▶ EXERCISE AIM:
Write out all of the entries exactly as given.

▶ WORKING DATA:

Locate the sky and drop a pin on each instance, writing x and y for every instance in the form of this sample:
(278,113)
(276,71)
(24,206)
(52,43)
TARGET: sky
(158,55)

▶ ANSWER TO THIS EXERCISE:
Locate the sky and drop a pin on each instance, writing x and y for every instance in the form of this sample:
(278,113)
(276,71)
(24,206)
(52,43)
TARGET: sky
(158,55)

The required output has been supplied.